Text provided
When trouble comes, we see whether we truly have our faith in God. When trouble comes, we can go in one of three directions: 1) try to regain control somehow; 2) give up; 3) turn to God.

My point: Suffering comes into our lives and will never leave us where we were before. We will be more human or less. More trusting of God or less. I believe that everyone who goes to church has some kind of burden – big or small. That trouble has the potential to take us all the way to greatness. I declare to you – troubles are opportunities for growth. They always force us to ask which way we will turn. Do you see it? We all do battle with God at times. "My will or his? My "wisdom" or his?

What I mean by the wisdom of Jesus' love is that Jesus was wise enough to wait so that the path to the cross would be made open. He was wise enough to refrain from alleviating the temporary suffering so that a way to abundant life might be made available. He was wise and loving enough to allow for a physical death to make eternal life available for the world. You and I would have found it hard to see that if we had been in Martha and Mary's shoes.

And, we must learn what Mary and Martha learned: They called for Jesus, the one who loved them. They had to pray – and then they had to wait and trust his wisdom and love. The basis of their prayer and trust is the wise love of Jesus – not their own worthiness. They did not say, "We're good people, Jesus. We've done a lot for you Jesus so you have to do what we ask." No, they prayed: "Jesus, the one you love is sick." This is what leads us to prayer. This is what gives confidence to prayer. This is what enables us to wait until God makes his glory known.

The wisdom of Jesus' love: When we believe that Jesus loves us, is wise enough to know what the best thing for us is in every situation, and that he is has the power to do anything – anything -- then we can pray diligently, trust confidently, wait expectantly, and obey fully – until in God's time, we see his glory.

The Empathy of Jesus' love — He weeps.
I've been told my whole life that v. 35 is the shortest verse in the Bible. Maybe it is. And it is profound. Jesus wept. Why did he weep? V. 35 flows from v. 33 when Jesus saw Mary weeping. Her tears deeply "moved Jesus in his spirit and he was troubled." That phrase is one that usually referred to a horse that bucks and snorts when something crosses its path that shouldn't be there. The lesson is that Jesus felt that this death and the sorrow that people he loved was not the way life is ultimately supposed to be. Think of the tension of this: Jesus waited because he loved these three. He knew that the loving thing for him to do was to wait. But, his waiting is the very thing that was causing so much pain. He doesn't say, "Ha! They're going to see something fantastic in just a few moments so they should just grin and bear it!" No, he weeps in the midst of their pain. He weeps that there is death in this world for those he loves. It's clear that Jesus' heart is so fully bound up with their hearts that he feels their pain.

Record excerpts

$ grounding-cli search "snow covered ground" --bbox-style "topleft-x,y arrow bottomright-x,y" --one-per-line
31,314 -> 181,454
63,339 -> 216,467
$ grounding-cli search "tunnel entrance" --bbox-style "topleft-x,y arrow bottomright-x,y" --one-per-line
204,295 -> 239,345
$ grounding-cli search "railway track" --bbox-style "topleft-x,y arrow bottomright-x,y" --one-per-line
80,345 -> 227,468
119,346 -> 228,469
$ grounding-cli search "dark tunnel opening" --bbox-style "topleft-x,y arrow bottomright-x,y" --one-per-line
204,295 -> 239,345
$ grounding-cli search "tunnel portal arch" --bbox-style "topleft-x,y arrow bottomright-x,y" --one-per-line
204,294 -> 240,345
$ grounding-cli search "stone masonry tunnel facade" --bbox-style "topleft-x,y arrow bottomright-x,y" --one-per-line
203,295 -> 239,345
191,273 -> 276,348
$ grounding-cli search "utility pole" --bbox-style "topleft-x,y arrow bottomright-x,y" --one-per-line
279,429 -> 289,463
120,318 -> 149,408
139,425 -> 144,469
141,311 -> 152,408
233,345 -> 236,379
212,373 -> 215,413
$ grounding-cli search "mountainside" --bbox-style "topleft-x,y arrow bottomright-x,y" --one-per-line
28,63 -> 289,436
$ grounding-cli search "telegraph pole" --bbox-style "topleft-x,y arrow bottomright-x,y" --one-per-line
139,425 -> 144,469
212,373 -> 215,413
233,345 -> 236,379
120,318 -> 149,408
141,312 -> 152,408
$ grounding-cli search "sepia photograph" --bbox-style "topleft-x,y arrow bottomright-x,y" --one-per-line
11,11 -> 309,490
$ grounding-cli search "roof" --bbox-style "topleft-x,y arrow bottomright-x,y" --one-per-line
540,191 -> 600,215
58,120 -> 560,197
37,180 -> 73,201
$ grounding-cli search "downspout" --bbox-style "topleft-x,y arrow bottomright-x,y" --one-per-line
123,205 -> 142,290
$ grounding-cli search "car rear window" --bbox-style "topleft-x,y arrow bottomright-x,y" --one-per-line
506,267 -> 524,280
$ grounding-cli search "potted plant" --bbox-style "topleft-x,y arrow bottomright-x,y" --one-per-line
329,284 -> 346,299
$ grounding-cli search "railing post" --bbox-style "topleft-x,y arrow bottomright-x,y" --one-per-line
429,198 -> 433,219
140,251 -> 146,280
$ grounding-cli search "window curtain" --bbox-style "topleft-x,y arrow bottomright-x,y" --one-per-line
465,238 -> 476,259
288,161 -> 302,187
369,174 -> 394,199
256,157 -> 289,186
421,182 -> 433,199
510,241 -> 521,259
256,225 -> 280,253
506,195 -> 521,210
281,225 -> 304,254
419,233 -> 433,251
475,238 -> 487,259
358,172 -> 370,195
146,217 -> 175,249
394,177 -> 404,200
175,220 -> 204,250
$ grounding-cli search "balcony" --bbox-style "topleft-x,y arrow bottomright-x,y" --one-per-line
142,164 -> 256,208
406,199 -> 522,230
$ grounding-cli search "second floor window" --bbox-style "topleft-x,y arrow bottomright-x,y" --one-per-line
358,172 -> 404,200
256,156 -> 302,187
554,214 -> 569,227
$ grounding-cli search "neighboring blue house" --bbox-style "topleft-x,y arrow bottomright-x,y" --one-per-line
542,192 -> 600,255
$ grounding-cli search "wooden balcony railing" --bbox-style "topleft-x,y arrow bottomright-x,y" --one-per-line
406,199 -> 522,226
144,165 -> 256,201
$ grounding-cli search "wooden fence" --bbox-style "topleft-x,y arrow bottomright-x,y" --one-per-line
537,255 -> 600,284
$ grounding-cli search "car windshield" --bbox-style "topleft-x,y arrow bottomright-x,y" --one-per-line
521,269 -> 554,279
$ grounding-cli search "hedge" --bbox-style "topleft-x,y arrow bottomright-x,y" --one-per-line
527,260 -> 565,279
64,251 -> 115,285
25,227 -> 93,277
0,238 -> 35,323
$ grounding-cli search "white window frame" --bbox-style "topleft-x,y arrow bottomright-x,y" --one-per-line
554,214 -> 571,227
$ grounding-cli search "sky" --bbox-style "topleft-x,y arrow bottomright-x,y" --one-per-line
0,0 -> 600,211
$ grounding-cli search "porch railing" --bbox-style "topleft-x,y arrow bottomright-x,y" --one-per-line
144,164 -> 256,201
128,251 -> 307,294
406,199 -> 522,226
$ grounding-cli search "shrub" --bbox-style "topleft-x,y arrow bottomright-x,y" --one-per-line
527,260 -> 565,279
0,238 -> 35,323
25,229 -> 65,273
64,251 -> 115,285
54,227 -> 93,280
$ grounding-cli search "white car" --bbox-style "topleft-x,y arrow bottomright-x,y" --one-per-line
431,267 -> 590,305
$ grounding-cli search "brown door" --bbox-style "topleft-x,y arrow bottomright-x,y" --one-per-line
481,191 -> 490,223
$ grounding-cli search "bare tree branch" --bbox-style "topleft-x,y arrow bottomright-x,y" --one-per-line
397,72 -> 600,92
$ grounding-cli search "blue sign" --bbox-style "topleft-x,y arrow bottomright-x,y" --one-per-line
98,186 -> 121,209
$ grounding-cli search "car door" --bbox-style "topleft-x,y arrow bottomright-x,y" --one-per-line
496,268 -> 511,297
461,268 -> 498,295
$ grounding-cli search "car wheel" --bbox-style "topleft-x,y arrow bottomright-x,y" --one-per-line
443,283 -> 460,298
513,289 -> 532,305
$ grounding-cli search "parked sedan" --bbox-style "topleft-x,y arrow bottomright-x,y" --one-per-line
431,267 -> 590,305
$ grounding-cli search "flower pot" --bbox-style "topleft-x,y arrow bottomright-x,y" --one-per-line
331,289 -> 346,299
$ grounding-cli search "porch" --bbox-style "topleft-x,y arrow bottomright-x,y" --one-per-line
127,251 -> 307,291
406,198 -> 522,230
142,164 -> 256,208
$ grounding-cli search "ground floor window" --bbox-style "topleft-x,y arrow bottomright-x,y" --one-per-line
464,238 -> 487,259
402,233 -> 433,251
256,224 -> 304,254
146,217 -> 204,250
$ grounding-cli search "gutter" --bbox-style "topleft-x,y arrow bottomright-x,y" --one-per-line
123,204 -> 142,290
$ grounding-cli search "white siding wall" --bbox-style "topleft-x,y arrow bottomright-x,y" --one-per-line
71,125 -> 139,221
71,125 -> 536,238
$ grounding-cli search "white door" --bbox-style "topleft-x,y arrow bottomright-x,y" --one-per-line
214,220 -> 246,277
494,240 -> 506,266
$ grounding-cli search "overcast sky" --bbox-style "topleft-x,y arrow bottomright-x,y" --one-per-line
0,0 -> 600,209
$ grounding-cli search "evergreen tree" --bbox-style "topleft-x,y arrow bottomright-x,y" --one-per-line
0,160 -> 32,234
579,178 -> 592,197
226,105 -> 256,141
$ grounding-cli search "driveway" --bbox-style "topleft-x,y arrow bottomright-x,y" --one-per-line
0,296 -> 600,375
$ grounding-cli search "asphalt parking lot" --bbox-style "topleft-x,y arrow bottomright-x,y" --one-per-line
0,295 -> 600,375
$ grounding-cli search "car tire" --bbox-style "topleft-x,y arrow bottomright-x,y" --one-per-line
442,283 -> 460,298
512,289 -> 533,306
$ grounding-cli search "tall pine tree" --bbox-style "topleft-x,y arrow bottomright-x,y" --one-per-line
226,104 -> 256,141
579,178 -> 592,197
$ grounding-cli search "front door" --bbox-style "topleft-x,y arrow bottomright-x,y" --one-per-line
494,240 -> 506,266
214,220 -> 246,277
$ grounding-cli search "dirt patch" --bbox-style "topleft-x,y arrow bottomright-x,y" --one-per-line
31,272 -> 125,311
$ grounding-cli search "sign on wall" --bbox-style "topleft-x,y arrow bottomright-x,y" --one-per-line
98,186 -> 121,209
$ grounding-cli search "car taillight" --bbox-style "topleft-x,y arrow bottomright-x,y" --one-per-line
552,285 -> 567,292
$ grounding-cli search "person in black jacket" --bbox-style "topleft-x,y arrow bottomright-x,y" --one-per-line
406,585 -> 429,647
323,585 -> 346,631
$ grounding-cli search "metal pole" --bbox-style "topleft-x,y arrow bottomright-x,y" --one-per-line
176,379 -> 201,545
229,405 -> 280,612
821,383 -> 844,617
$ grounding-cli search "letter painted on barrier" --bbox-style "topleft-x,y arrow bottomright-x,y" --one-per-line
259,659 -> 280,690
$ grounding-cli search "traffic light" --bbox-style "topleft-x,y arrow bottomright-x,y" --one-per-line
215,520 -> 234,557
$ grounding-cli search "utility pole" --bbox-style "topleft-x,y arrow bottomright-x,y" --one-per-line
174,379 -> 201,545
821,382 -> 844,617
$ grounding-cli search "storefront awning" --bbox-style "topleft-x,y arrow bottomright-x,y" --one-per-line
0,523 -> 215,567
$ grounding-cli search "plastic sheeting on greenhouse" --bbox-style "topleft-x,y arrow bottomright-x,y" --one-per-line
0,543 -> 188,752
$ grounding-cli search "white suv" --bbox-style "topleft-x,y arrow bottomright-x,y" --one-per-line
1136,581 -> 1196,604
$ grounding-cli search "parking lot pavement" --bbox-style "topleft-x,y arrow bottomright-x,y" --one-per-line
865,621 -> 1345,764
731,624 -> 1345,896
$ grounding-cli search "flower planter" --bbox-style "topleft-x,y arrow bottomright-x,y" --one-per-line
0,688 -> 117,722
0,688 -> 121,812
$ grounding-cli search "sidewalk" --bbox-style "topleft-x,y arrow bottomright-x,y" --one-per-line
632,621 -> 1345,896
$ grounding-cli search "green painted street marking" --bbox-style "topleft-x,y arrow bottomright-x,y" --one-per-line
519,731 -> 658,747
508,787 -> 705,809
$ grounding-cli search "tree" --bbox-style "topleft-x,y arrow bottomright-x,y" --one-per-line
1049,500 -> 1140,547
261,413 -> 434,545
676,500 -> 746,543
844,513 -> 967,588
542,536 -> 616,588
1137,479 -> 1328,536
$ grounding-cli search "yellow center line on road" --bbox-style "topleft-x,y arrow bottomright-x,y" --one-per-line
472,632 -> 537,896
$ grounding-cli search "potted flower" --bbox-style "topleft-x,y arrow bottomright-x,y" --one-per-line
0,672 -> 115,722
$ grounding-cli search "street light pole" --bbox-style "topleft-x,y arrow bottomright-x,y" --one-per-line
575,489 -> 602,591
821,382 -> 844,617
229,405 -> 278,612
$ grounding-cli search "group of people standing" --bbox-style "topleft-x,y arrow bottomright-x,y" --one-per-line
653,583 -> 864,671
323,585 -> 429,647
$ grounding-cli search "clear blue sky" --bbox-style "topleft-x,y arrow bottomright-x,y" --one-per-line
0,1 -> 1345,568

What the task asks
In the sermon text, what are the three directions a person can go when trouble comes?

Written solution
Try to regain control somehow, give up, or turn to God.